Exercise brief:
Only the lines from the one containing "of the shoreline" through the end of the listing below are to be reproduced, exactly as they stand.

Task data:
★ ★ ★ ★
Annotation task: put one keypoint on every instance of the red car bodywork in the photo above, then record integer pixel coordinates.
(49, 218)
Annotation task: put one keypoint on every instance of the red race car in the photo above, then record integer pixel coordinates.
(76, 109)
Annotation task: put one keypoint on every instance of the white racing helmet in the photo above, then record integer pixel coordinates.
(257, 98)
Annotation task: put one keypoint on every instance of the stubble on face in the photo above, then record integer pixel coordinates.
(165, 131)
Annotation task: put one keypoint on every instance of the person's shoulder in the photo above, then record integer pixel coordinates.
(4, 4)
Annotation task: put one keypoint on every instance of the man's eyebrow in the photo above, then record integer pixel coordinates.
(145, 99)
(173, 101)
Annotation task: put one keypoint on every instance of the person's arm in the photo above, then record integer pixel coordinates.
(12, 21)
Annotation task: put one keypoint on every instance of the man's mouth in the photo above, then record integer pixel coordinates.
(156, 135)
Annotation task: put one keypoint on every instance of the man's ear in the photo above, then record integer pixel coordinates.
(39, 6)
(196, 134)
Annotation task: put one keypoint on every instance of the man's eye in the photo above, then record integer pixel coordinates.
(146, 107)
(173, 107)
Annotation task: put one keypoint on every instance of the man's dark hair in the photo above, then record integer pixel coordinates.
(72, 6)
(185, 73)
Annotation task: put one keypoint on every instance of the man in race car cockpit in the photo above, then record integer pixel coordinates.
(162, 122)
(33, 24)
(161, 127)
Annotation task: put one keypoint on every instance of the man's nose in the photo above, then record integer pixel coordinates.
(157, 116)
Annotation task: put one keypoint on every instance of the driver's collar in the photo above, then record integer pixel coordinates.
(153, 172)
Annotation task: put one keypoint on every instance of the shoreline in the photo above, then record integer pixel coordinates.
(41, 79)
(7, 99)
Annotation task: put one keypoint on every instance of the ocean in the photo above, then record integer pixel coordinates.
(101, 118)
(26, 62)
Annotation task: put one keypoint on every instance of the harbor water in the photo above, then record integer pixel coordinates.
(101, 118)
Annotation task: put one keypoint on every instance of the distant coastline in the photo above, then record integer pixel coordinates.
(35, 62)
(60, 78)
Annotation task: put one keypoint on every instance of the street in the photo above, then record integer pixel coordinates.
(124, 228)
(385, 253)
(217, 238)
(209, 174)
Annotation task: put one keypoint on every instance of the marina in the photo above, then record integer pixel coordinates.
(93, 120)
★ ★ ★ ★
Your solution:
Annotation task: put one keypoint on every instance of the shoreline in the photo above, then record integer pixel coordinates.
(41, 79)
(7, 99)
Annotation task: put one keypoint on every instance of the ocean in the photo above, then record integer pixel coordinates.
(101, 118)
(26, 62)
Annotation task: put one keypoint on every instance of the harbor water in the photo above, then record integer pixel coordinates.
(101, 118)
Annotation task: put one keypoint on every instance of the distant coastline in the photo above, then record integer pixel coordinates.
(35, 62)
(60, 78)
Annotation task: put one keypoint on every instance of the street in the photo above, then record integer pixel coordinates.
(124, 228)
(385, 253)
(217, 238)
(209, 174)
Annotation task: put one keypoint on every instance of the marina in the photo above, then record integer pixel coordinates.
(93, 120)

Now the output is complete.